THE DATA:
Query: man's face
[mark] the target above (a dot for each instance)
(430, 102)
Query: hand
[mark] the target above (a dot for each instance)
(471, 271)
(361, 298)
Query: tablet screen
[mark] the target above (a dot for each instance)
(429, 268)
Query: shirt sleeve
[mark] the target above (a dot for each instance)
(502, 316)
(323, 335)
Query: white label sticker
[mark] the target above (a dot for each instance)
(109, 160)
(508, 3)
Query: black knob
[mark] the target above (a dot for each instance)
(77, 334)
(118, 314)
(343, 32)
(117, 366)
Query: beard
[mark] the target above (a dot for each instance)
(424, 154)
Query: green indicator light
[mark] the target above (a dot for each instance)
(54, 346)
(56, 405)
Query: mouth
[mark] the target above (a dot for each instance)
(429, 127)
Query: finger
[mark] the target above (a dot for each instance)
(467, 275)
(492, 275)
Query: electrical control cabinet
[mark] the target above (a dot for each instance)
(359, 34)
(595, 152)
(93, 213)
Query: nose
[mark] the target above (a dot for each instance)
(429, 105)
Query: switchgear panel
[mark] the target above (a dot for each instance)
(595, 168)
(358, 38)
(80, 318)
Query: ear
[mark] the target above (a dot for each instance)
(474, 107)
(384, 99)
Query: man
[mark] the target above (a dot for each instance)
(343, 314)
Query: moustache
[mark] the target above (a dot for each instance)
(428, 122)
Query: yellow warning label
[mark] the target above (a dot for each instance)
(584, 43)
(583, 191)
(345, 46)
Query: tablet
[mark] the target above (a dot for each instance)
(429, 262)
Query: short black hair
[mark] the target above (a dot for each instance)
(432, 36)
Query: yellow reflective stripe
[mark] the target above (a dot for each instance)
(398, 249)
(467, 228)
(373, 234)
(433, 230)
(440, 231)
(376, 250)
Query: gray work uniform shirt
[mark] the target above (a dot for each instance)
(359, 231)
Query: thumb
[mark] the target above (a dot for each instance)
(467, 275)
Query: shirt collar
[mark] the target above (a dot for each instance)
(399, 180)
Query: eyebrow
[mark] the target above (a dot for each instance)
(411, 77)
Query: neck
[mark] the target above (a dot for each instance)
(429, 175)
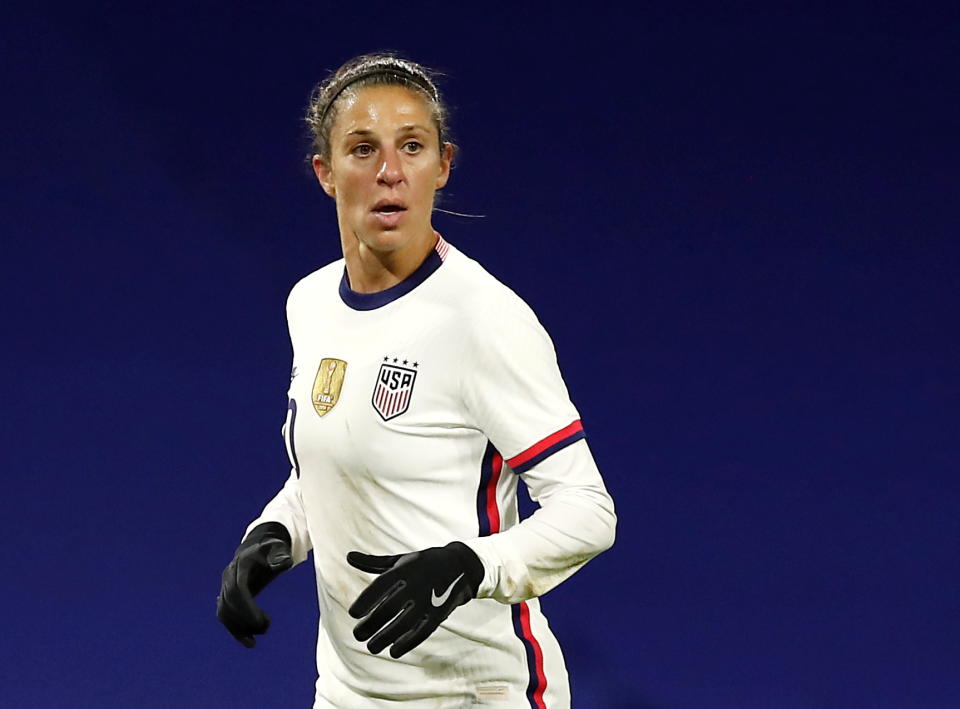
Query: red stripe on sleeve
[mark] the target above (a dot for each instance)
(493, 513)
(538, 657)
(550, 440)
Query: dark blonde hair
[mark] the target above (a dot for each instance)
(382, 68)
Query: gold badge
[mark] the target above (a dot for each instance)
(327, 385)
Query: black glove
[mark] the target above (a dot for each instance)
(425, 585)
(262, 556)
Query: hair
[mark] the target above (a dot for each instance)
(382, 69)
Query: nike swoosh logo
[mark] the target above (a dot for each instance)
(438, 601)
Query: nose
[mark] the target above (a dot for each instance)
(391, 170)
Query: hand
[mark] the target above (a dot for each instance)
(423, 587)
(263, 555)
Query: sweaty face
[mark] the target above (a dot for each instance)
(385, 166)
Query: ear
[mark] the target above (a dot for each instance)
(324, 176)
(446, 161)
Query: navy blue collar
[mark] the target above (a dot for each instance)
(372, 301)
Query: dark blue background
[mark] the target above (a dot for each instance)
(740, 228)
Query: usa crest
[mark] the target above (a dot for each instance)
(391, 395)
(327, 384)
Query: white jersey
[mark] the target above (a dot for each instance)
(413, 413)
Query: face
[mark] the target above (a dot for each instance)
(385, 167)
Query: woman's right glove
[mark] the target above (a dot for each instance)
(263, 555)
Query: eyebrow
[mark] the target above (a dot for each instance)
(367, 131)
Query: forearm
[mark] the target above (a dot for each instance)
(286, 508)
(575, 522)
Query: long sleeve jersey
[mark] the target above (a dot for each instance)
(413, 414)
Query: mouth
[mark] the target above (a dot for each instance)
(388, 207)
(388, 213)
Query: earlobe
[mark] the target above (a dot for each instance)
(324, 176)
(446, 160)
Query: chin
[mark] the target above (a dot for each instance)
(386, 239)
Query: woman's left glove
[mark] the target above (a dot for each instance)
(423, 587)
(263, 555)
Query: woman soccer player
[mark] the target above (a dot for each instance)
(422, 391)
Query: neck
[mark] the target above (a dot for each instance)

DIRECTIONS: Search the data for "dark". Copy every matching line.

EXERCISE RESULT:
Query: dark blonde hair
Query: dark blue background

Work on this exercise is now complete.